Much of what went wrong with Bulldozer was linked to its cache subsystem and overall architecture, so that’s a good place to start diving into Zen.

Where Bulldozer used the concept of a CPU module (defined as a pair of cores that shared resources), Zen uses complexes. One CPU complex (CCX) contains four cores, 2MB of L2 cache (512KB per core), and 8MB of L3 cache. That means AMD’s highest-end consumer Zen contains eight cores and 16MB of L3 cache in total, split into 2x8MB chunks. AMD has stated that the two CCXs on an eight-core chip can communicate with each other via the on-chip fabric, though there’s likely a performance penalty for doing so.

Zen’s L3 cache operates as a victim cache for the L1 and L2, meaning data evicted from those caches is stored in the L3 instead. It’s also 16-way associative, which is a significant change from Bulldozer’s 64-way associative L3. A cache with a higher set associativity has a greater likelihood of containing the information the CPU is looking for, but takes longer to search — and one of the issues that crippled Bulldozer was its cache latency at nearly every stage.

We don’t know anything about clock speeds on either the L3 cache or the integrated memory controller. Historically, AMD’s Bulldozer-derived CPUs and APUs have used a clock between 1.8 – 2.2GHz for the L3 cache and IMC.

AMD has stated that L1 and L2 bandwidth is nearly 2x Excavator while L3 bandwidth is supposedly 5x higher. These changes should keep the core fed and support higher performance. The L1 cache is write-back instead of write-through — that’s a significant change that should improve performance and reduce cache contention (Bulldozer’s write-through cache meant that L1 performance could be constrained by L2 cache write speed in some cases).

The CPU core

We’ve already tackled caches, so let’s check out the CPU core itself.

Here’s Zen’s high-level core diagram. There are several significant differences compared with AMD’s older Bulldozer core, including the addition of an op cache, a micro-op queue, and a larger number of integer pipelines per core.

Here’s an expanded view of how the core gets fed. This was another major problem area with Bulldozer — Bulldozer and Piledriver’s shared logic meant that the dispatch unit could only send work to one core or the other every clock cycle. Steamroller later fixed this issue by doubling up dispatch units, but this only resulted in a modest performance improvement.

[Records from a point labeling set]
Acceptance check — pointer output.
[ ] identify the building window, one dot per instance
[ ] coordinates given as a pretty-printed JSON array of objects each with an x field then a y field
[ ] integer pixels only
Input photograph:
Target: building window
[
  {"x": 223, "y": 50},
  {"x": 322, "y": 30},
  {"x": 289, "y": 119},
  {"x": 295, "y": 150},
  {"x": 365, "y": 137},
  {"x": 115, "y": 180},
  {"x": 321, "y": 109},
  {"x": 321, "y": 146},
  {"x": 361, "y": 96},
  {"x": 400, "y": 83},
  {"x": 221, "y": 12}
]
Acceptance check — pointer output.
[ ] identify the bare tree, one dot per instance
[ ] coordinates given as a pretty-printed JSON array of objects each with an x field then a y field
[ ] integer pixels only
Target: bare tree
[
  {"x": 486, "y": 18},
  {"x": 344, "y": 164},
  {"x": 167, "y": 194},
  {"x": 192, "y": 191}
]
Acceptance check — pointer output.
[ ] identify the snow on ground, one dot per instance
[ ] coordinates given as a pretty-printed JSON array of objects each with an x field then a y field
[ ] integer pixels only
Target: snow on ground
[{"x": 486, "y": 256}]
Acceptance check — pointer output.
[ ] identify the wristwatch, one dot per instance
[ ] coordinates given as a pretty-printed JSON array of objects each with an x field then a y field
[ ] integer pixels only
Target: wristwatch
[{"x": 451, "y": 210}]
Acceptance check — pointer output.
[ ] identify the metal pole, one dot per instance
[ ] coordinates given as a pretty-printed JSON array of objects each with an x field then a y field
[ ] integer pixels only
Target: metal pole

**Given instruction:** Edit the excerpt on Zen, starting with "Much of what" and going on through "for doing so.", so that "cache subsystem" reads "memory hierarchy" instead. Answer using only the excerpt on Zen.

**Problem solution:**
Much of what went wrong with Bulldozer was linked to its memory hierarchy and overall architecture, so that’s a good place to start diving into Zen.

Where Bulldozer used the concept of a CPU module (defined as a pair of cores that shared resources), Zen uses complexes. One CPU complex (CCX) contains four cores, 2MB of L2 cache (512KB per core), and 8MB of L3 cache. That means AMD’s highest-end consumer Zen contains eight cores and 16MB of L3 cache in total, split into 2x8MB chunks. AMD has stated that the two CCXs on an eight-core chip can communicate with each other via the on-chip fabric, though there’s likely a performance penalty for doing so.